▸ **What you will do**
Reproduce word for word every line from the start of the rows through the line containing "POLYGON ((340 89, 340", inclusive. Leave the pictures out of your answer.

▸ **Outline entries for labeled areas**
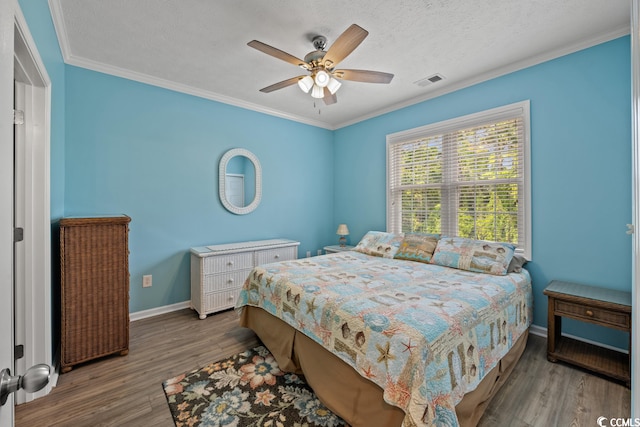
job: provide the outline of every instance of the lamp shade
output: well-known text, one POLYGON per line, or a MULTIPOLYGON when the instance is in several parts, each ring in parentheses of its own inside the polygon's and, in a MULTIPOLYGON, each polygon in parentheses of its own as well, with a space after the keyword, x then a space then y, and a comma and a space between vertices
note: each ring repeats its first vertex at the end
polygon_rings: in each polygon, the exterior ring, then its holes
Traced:
POLYGON ((317 99, 324 98, 324 89, 318 85, 313 85, 313 89, 311 89, 311 96, 317 99))
POLYGON ((338 226, 338 231, 336 231, 336 234, 339 236, 348 236, 349 228, 347 227, 347 224, 340 224, 338 226))
POLYGON ((298 80, 298 86, 300 86, 300 89, 302 89, 304 93, 309 93, 309 91, 313 87, 313 79, 311 78, 311 76, 306 76, 298 80))
POLYGON ((324 70, 320 70, 316 73, 315 82, 318 86, 325 87, 326 85, 329 84, 330 78, 331 76, 329 76, 329 73, 327 73, 324 70))
POLYGON ((340 89, 340 86, 342 86, 342 83, 340 83, 338 80, 331 77, 329 79, 329 84, 327 85, 327 89, 329 89, 329 92, 331 92, 331 95, 333 95, 338 91, 338 89, 340 89))

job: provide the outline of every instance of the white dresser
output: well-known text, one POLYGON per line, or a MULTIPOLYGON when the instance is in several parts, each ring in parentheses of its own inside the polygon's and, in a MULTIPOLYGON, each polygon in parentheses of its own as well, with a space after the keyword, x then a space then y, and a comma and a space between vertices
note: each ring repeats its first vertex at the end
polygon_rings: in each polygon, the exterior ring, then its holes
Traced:
POLYGON ((272 239, 191 248, 191 307, 200 319, 232 308, 253 267, 296 259, 298 245, 272 239))

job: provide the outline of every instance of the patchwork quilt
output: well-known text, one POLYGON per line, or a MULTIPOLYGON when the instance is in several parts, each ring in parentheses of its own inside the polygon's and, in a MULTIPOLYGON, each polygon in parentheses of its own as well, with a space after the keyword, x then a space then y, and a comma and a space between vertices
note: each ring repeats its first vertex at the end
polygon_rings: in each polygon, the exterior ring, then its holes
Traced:
POLYGON ((384 390, 405 426, 457 426, 455 405, 529 327, 531 279, 340 252, 256 267, 261 307, 384 390))

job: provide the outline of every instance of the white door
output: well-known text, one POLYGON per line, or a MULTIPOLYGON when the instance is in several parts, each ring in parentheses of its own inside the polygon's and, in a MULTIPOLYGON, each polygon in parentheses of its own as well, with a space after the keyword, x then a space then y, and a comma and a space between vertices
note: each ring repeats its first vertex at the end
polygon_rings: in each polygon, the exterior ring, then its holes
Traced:
MULTIPOLYGON (((0 1, 0 370, 13 368, 13 7, 0 1)), ((13 426, 13 396, 0 425, 13 426)))

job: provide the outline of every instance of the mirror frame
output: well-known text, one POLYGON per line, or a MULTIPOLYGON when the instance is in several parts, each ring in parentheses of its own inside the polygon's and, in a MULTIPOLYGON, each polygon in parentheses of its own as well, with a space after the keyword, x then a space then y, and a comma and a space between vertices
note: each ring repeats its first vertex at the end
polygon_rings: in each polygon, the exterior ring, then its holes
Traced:
POLYGON ((222 156, 220 159, 220 167, 219 167, 219 189, 218 192, 220 194, 220 201, 222 205, 229 211, 236 215, 246 215, 250 212, 256 210, 258 205, 260 204, 260 200, 262 199, 262 167, 260 166, 260 161, 258 158, 249 150, 245 150, 244 148, 233 148, 222 156), (256 171, 256 192, 253 200, 247 206, 238 207, 235 206, 227 200, 226 195, 226 179, 227 179, 227 164, 229 161, 235 156, 245 156, 251 163, 253 163, 253 167, 256 171))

▸ **Exercise output**
job: provide the outline of every instance of the lamp shade
output: well-known text, one POLYGON per line, or a MULTIPOLYGON when the instance is in several parts, each ring in parentheses of its own inside the polygon's and, in a MULTIPOLYGON, each polygon in parentheses of its own as well, with a space after the keyword, x then a space then y, and a comma and a space between vertices
note: each ring repeats its first vertex at the end
polygon_rings: in each polygon, the exterior ring, then its holes
Traced:
POLYGON ((317 99, 324 98, 324 89, 318 85, 313 85, 313 89, 311 89, 311 96, 317 99))
POLYGON ((338 226, 338 231, 336 231, 336 234, 339 236, 348 236, 349 228, 347 227, 347 224, 340 224, 338 226))
POLYGON ((298 80, 298 86, 300 86, 300 89, 302 89, 304 93, 309 93, 309 91, 313 87, 313 79, 311 78, 311 76, 306 76, 298 80))
POLYGON ((324 70, 320 70, 316 73, 315 82, 318 86, 325 87, 326 85, 329 84, 330 78, 331 76, 329 76, 329 73, 327 73, 324 70))
POLYGON ((340 89, 340 86, 342 86, 342 83, 340 83, 338 80, 331 77, 329 79, 329 84, 327 85, 327 89, 329 89, 329 92, 331 92, 331 95, 333 95, 338 91, 338 89, 340 89))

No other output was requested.